## Task details:
Once you reach the end of the data, transcribe all of it exactly.

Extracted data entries
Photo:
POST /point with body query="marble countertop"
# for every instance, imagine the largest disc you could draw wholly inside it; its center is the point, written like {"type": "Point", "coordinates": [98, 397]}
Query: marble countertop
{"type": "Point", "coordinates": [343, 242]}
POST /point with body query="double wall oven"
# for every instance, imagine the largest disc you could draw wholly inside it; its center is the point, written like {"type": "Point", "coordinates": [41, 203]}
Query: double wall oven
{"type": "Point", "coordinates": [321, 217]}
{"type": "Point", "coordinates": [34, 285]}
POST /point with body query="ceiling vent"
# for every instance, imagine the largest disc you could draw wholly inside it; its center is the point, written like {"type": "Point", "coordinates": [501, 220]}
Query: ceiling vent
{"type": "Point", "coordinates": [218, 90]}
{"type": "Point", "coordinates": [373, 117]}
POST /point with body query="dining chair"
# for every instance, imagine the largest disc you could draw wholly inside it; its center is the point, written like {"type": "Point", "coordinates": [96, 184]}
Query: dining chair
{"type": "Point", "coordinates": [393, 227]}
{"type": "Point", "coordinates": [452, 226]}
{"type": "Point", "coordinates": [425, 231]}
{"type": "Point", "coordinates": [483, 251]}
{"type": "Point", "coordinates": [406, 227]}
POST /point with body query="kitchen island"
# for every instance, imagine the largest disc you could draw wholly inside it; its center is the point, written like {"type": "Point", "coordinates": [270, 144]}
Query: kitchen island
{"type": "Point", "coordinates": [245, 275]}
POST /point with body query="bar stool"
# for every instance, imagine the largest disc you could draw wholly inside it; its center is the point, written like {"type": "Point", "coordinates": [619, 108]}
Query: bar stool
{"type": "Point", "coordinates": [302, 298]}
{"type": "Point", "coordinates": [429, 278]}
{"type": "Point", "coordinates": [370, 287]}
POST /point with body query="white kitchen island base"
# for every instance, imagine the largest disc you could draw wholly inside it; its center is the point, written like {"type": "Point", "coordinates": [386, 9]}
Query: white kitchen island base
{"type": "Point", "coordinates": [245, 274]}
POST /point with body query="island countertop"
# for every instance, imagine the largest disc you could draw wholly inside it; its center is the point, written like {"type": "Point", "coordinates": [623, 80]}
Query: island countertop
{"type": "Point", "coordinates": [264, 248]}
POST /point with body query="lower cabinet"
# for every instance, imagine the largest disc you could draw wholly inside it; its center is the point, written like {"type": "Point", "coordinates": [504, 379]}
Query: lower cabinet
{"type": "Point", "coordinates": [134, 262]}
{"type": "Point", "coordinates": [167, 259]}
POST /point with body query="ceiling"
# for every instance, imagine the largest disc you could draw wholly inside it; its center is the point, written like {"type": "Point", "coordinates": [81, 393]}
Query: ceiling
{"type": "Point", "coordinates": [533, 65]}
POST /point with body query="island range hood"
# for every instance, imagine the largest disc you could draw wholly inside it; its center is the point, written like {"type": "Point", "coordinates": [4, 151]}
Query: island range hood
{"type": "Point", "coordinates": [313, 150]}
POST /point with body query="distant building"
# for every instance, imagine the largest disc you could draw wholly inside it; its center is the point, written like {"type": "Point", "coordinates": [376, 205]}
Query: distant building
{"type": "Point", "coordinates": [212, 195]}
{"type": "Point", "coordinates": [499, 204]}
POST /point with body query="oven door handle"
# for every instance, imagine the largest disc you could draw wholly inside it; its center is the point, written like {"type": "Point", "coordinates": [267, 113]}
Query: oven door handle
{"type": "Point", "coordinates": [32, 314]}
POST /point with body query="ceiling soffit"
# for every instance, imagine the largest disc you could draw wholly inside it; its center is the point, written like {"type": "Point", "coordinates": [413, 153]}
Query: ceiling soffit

## Response to this exercise:
Photo:
POST /point with body query="marble countertop"
# for every instance, imagine the largest disc you could draw wholly inside it; its center is the point, written like {"type": "Point", "coordinates": [98, 397]}
Query: marble countertop
{"type": "Point", "coordinates": [343, 242]}
POST /point with body query="double wall oven"
# for every instance, imagine the largest disc you could draw wholly inside it; its center is the point, written like {"type": "Point", "coordinates": [41, 203]}
Query: double wall oven
{"type": "Point", "coordinates": [321, 217]}
{"type": "Point", "coordinates": [34, 285]}
POST /point with body query="ceiling vent"
# for every instance, imagine the largest disc you could draw wholly inside it; its center is the point, written like {"type": "Point", "coordinates": [501, 220]}
Query: ceiling vent
{"type": "Point", "coordinates": [218, 90]}
{"type": "Point", "coordinates": [373, 117]}
POST /point with body query="dining chair"
# for every instance, imagine the largest disc you could draw wholly inside it; its center is the point, written like {"type": "Point", "coordinates": [96, 184]}
Query: dining chair
{"type": "Point", "coordinates": [393, 227]}
{"type": "Point", "coordinates": [452, 226]}
{"type": "Point", "coordinates": [425, 231]}
{"type": "Point", "coordinates": [483, 251]}
{"type": "Point", "coordinates": [406, 227]}
POST /point with body query="kitchen island"
# for every instance, imagine the largest disc you could draw wholly inside it; its center is the point, written like {"type": "Point", "coordinates": [270, 144]}
Query: kitchen island
{"type": "Point", "coordinates": [245, 275]}
POST /point with body query="bar stool"
# for every instance, imagine the largest disc you could draw wholly inside it; its center is the point, written like {"type": "Point", "coordinates": [619, 108]}
Query: bar stool
{"type": "Point", "coordinates": [302, 298]}
{"type": "Point", "coordinates": [429, 278]}
{"type": "Point", "coordinates": [370, 287]}
POST /point with body query="white kitchen island base"
# for every instance, imagine the largest disc you could draw wholly inside it; its center is the point, written like {"type": "Point", "coordinates": [386, 9]}
Query: white kitchen island base
{"type": "Point", "coordinates": [245, 274]}
POST /point with body query="island countertop"
# for every instance, imagine the largest disc you could draw wholly inside it; its center is the point, written like {"type": "Point", "coordinates": [623, 80]}
Query: island countertop
{"type": "Point", "coordinates": [264, 248]}
POST /point with body query="lower cabinet"
# for every instance, imagine the largest disc you could draw wholly inside it; its center is the point, written like {"type": "Point", "coordinates": [504, 379]}
Query: lower cabinet
{"type": "Point", "coordinates": [134, 262]}
{"type": "Point", "coordinates": [167, 259]}
POST /point with body query="ceiling"
# for every instance, imagine the largest disc you could draw wholly inside it; its center is the point, written like {"type": "Point", "coordinates": [81, 393]}
Query: ceiling
{"type": "Point", "coordinates": [533, 65]}
POST /point with body query="island range hood"
# for every instance, imagine the largest disc you could draw wholly inside it; its center is the point, written like {"type": "Point", "coordinates": [4, 151]}
Query: island range hood
{"type": "Point", "coordinates": [313, 150]}
POST /point with body query="distant building"
# for every instance, imagine the largest disc you could draw wholly inside it; its center is the point, written like {"type": "Point", "coordinates": [376, 205]}
Query: distant building
{"type": "Point", "coordinates": [212, 195]}
{"type": "Point", "coordinates": [499, 204]}
POST /point with body query="oven door handle"
# for every instance, imagine the largest disc you could draw wholly inside it; its center is the point, written like {"type": "Point", "coordinates": [267, 113]}
Query: oven door handle
{"type": "Point", "coordinates": [32, 314]}
POST /point with body query="ceiling soffit"
# for every instance, imagine the largest disc you could draw wholly inside it; its center is the point, written like {"type": "Point", "coordinates": [413, 153]}
Query: ceiling soffit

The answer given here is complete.